— start Given records —

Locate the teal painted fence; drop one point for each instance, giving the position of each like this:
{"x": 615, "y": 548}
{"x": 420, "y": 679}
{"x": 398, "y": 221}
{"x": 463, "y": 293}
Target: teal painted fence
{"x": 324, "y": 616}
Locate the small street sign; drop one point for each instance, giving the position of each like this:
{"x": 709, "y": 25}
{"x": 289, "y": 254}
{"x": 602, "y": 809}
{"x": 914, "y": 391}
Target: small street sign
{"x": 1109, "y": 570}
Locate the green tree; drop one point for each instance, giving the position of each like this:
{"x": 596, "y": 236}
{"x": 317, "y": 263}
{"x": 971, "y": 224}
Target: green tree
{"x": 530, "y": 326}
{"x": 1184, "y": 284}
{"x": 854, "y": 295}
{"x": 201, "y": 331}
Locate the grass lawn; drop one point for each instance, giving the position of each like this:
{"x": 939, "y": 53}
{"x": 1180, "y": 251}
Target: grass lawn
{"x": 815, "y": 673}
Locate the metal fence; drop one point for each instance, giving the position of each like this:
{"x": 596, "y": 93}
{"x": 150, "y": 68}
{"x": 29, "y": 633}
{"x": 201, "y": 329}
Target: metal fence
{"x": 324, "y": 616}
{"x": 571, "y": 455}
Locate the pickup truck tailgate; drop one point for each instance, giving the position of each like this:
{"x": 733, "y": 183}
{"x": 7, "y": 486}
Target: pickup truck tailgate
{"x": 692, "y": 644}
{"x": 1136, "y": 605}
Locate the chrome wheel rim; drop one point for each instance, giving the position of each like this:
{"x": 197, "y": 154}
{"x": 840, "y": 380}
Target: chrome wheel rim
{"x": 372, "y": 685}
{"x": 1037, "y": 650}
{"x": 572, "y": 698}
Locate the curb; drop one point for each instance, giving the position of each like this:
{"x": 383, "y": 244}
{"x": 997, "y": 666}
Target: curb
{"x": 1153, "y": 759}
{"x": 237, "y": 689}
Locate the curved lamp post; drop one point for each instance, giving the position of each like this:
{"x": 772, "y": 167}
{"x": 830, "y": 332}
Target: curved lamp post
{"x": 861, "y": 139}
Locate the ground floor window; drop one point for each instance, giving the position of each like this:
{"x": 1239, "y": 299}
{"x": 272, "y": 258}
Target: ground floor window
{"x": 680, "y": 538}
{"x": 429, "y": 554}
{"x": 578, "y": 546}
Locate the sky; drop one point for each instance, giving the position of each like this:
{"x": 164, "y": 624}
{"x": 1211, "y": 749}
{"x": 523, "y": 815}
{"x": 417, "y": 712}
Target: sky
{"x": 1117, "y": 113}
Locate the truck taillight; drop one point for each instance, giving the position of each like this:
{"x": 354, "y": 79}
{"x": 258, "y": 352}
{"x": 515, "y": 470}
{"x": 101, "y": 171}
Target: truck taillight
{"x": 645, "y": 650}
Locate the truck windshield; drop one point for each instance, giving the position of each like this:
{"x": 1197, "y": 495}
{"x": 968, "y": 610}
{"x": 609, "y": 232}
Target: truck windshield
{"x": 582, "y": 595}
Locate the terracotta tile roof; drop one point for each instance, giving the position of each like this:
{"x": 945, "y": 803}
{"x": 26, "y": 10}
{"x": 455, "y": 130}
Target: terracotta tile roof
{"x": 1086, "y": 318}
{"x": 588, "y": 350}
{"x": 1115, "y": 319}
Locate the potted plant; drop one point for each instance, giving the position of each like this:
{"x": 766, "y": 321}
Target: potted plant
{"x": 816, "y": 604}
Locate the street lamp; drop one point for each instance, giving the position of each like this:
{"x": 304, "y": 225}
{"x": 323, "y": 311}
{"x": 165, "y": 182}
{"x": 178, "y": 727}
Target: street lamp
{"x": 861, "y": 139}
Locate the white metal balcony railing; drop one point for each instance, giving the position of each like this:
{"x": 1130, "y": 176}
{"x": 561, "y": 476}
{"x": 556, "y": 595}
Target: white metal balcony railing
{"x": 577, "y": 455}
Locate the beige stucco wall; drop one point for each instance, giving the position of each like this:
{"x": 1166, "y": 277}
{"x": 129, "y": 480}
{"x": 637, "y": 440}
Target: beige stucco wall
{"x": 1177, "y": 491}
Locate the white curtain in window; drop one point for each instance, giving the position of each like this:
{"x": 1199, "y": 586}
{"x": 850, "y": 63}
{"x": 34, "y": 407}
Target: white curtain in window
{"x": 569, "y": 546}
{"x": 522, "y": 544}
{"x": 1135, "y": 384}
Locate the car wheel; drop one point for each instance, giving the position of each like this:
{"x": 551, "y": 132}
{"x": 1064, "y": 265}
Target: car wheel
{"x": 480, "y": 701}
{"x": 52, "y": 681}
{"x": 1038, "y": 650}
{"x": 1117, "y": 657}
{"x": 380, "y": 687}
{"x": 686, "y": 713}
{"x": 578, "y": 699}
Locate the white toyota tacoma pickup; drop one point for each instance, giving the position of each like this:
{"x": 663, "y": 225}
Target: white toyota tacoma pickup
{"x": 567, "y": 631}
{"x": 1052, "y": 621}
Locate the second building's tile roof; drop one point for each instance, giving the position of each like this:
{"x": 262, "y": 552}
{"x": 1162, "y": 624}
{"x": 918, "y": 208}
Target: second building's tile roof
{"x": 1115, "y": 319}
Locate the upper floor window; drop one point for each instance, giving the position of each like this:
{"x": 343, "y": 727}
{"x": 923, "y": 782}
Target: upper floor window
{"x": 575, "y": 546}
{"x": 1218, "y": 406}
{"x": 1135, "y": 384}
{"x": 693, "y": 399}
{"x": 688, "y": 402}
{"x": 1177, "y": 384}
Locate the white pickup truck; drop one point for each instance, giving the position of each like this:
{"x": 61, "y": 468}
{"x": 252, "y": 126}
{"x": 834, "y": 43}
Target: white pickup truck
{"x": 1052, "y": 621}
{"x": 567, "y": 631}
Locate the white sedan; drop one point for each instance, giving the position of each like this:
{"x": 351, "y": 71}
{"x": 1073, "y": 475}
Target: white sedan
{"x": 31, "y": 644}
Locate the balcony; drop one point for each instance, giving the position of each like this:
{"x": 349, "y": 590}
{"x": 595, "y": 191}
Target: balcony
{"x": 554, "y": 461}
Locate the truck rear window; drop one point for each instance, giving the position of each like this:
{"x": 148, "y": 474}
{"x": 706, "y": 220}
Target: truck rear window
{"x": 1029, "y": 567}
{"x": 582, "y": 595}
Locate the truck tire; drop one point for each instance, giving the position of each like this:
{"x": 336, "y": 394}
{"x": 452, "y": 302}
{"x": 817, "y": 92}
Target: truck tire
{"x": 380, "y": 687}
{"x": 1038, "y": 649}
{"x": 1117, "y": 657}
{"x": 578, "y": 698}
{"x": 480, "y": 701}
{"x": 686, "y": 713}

— end Given records —

### Task description
Only the lines from the one that contains "Locate the white sedan;" to the end of the entries above should be given again, exactly and in full.

### In response
Locate the white sedan; drop one point for each instance, giving the position of each like this:
{"x": 351, "y": 71}
{"x": 1073, "y": 475}
Target: white sedan
{"x": 31, "y": 644}
Locate the balcony; drop one point for each instance, giving the position of each like this:
{"x": 349, "y": 590}
{"x": 595, "y": 191}
Target: balcony
{"x": 554, "y": 461}
Locate the truck rear window; drop one point for each instance, giving the position of each like this:
{"x": 148, "y": 474}
{"x": 706, "y": 220}
Target: truck rear window
{"x": 1029, "y": 567}
{"x": 582, "y": 595}
Locate the truck tire; drop one point for each instance, giving the position of each like this:
{"x": 336, "y": 394}
{"x": 452, "y": 302}
{"x": 817, "y": 92}
Target: truck tire
{"x": 380, "y": 687}
{"x": 1038, "y": 649}
{"x": 1117, "y": 657}
{"x": 578, "y": 698}
{"x": 480, "y": 701}
{"x": 686, "y": 713}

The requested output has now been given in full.